WRITTEN PROBLEM A: In the forum thread, what storage mistake does Ithnu say ruined a fork's seals?

ARTICLE:
SHIVER ME TIMBERS said:


> Been riding mine for 2 weeks and this is what I have so far. Trails have been bumpy, rockgardens, and turns. No drops so far.
> 
> Your homeowners association called. Your neighbors are complaining about your riding on the landscaping, and leaving skid marks on their lawns, and riding in the neighborhood after dark without reflectors...
> When are you going to take that thing out for real ride, put on a few scratches, and some dirt!


----------



## Ithnu (Feb 16, 2007)

ringoesroadking said:


> Dorado owner here
> I can attest to the leaking seals. I love the feel and adjustability, the seals are junk though. Hayes Manitou customer service is Bad. They won't even return my calls.
> Great to hear you are loving the DVO, never hurts to have more quality players in the suspension game.


Did you store the fork upside down? I did that for a few months and my seals went to poo. Sent it back to Hayes for the 1 year free service and it's fine now (as I store it the way the instructions say to).


----------



## mullen119 (Aug 30, 2009)

MATERIAL:

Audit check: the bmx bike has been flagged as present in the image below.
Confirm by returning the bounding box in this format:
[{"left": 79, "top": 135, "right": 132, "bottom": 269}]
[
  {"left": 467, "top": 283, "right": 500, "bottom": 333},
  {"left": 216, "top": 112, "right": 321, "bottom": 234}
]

WRITTEN PROBLEM B: Render each line of the row above, from its first line through the bounding box answer, as a JSON list of strings with one string per line and no blank lines.

FINAL RESULT A: Storing the fork upside down for a few months.

FINAL RESULT B:
[
  "Audit check: the bmx bike has been flagged as present in the image below.",
  "Confirm by returning the bounding box in this format:",
  "[{\"left\": 79, \"top\": 135, \"right\": 132, \"bottom\": 269}]",
  "[",
  "  {\"left\": 467, \"top\": 283, \"right\": 500, \"bottom\": 333},",
  "  {\"left\": 216, \"top\": 112, \"right\": 321, \"bottom\": 234}",
  "]"
]